§ **Task to carry out**
All entries must be extracted exactly, with nothing added or dropped.

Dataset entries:
—————
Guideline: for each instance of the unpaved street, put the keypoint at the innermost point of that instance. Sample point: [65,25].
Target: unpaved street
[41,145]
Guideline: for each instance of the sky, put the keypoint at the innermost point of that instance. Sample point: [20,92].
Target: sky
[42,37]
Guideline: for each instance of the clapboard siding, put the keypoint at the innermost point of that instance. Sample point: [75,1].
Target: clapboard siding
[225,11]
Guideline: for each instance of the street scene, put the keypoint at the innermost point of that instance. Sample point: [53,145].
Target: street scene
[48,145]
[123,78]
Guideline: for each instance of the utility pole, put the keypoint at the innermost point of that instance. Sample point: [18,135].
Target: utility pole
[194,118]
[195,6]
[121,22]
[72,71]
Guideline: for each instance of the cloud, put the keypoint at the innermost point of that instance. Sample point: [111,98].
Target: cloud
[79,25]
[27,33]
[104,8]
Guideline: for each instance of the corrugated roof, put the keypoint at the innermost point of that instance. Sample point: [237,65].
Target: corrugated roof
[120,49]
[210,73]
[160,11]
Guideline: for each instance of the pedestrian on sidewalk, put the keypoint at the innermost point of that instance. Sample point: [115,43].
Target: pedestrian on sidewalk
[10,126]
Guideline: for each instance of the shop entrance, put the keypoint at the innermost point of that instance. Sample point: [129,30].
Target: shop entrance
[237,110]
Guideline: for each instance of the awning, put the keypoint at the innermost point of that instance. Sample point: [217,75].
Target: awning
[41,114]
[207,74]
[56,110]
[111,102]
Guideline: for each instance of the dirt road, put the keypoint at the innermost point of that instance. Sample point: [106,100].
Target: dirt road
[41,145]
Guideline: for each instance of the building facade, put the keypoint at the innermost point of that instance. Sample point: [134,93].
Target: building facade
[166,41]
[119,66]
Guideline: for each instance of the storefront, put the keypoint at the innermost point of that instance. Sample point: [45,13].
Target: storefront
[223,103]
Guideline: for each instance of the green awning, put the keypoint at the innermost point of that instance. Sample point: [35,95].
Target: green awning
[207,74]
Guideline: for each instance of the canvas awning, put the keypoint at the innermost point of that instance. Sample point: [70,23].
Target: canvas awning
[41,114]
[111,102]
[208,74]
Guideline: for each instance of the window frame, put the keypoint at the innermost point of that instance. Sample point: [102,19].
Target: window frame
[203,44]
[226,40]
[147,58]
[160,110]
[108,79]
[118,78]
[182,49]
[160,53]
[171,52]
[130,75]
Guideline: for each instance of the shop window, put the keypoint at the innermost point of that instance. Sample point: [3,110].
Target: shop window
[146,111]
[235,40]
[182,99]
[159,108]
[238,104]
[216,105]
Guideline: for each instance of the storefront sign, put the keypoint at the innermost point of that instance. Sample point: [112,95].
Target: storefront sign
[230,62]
—————
§ **Worked solution**
Guideline: for each instance of the unpaved street, put the keypoint at the innermost point of that instance. Sample point: [65,25].
Target: unpaved street
[41,145]
Guideline: for each instance of the sky, put the keypoint at the innermost point of that instance. Sample point: [20,92].
Target: sky
[42,37]
Guideline: for each instance of the clapboard siding, put the keypoint at the innermost point of that instance. Sample point: [75,1].
Target: clapboard siding
[225,11]
Guideline: for each instance of the street scene, put the keypoint at the innermost point of that instance. Sample point: [53,145].
Target: street scene
[48,145]
[123,78]
Guideline: for each instance of the utility pole, put the keypoint at the innermost point of that instance. Sample point: [18,135].
Target: utility pole
[194,118]
[195,6]
[121,22]
[72,71]
Guideline: for each instance of the cloud, put the keypoint at the innermost point of that instance. Sample point: [111,98].
Target: cloud
[79,25]
[27,33]
[104,8]
Guideline: for each instance of the corrugated roof, put the keypoint at the innermost point of that instance. Sample point: [237,65].
Target: corrugated roof
[120,49]
[210,73]
[160,11]
Guideline: for each instance of the pedestrian on sidewalk, put the keypoint at the innermost point of that instance. Sample point: [115,43].
Target: pedestrian on sidewalk
[10,126]
Guideline: for each instance of the shop entrance, put the keypoint at the innermost point of that instance. Sample point: [129,30].
Target: shop entrance
[237,110]
Guideline: for each instance of the awning, put the keypoint at the innermost point of that instance. Sample point: [217,75].
Target: awning
[41,114]
[207,74]
[56,110]
[111,102]
Guideline: for each instance of the dirt road, put the keypoint at the innermost point of that instance. Sample point: [106,100].
Target: dirt road
[41,145]
Guideline: for each instance of the building facade, put the keypoint at the innermost point of that instance. Sample point: [134,93].
Target: building facade
[166,41]
[119,66]
Guideline: for each instance of the storefront, put the keypoint at the innermost point of that instance. Sample point: [45,13].
Target: storefront
[223,103]
Guideline: for each instance of the green awning, put the keypoint at the innermost point of that instance. Sample point: [35,95].
Target: green awning
[207,74]
Guideline: for each instance of the canvas awning, put the keypoint at the innermost point of that instance. Sample point: [70,23].
Target: canvas awning
[41,114]
[111,102]
[208,74]
Guideline: for each instance of the window frame, put the keypoint at the innermost point of that instance. Sample point: [102,19].
Target: window frame
[203,44]
[226,40]
[147,58]
[160,110]
[108,79]
[118,78]
[182,49]
[160,53]
[171,52]
[130,75]
Guideline: for each instance of the shop window, put the keypoint at the innermost point of that instance. Sample point: [3,110].
Target: shop window
[146,111]
[235,40]
[182,99]
[159,108]
[238,104]
[216,105]
Guideline: for each instance of the storefront sign, put the keypoint at the innermost point of that instance. Sample point: [112,95].
Target: storefront sign
[230,62]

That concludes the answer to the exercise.